=== 作業指示 ===
昭和天皇の戦争指導についての文章のうち、「さらには具体的に、前掲の天皇」から「いる(『真田穣一郎日記』)。」までをすべてそのまま書き写してください。

=== 本文抜粋 ===
前回につづいて、昭和天皇の戦争指導を検証していこう。日中戦争の泥沼化のなかで、暴走する軍部(関東軍)およびそれを統制できない政権に懐疑的だった天皇は、開戦劈頭(へきとう)の「大勝利」に浮かれた。そして、大元帥としての軍事的才能を開花させるのだ。
◆開戦前から和平への道を模索する
日米開戦が決定的になった時期、昭和天皇は講和への外交工作を気にかけている。
「戦争終結の手段を初めより充分考究し置くの要あるべく、それにはローマ法皇庁との使臣の交換等親善関係につき方策を樹つるの要あるべし」(『高松宮日記』天皇から木戸幸一への下問)と、開戦前に講和工作を模索しようとしていたのだ。
この天皇の要求を、軍部も無視していない。
開戦に当っての大本営政府連絡会議の「腹案」には、独ソ講和によって日独伊三国が英国を降伏させ、ソ連を枢軸側に引きこむ。蒋介石専権の打倒および米豪の海上交通路を遮断し、アメリカをして戦意喪失させる、という希望的展望が盛り込まれている。
さらには具体的に、前掲の天皇の意を受けて、スウェーデン、ポルトガルを通じたローマ法皇庁への外交戦略も付加されている。開戦後も連合軍のシチリア上陸時に、ドイツがルーマニアの油田を失う可能性が論じられ、日本として独ソ妥協を講じられなければ、戦争方針を変更しなければならないことが検討されている(『真田穣一郎日記』)。

位置ラベル付けデータの抜粋
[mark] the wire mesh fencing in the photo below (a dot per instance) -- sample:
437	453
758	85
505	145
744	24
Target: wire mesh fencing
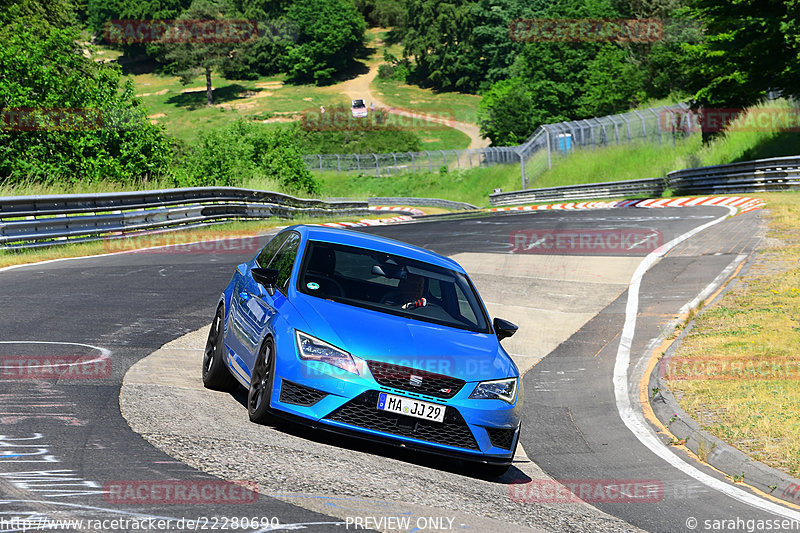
654	125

=== 正解 ===
さらには具体的に、前掲の天皇の意を受けて、スウェーデン、ポルトガルを通じたローマ法皇庁への外交戦略も付加されている。開戦後も連合軍のシチリア上陸時に、ドイツがルーマニアの油田を失う可能性が論じられ、日本として独ソ妥協を講じられなければ、戦争方針を変更しなければならないことが検討されている(『真田穣一郎日記』)。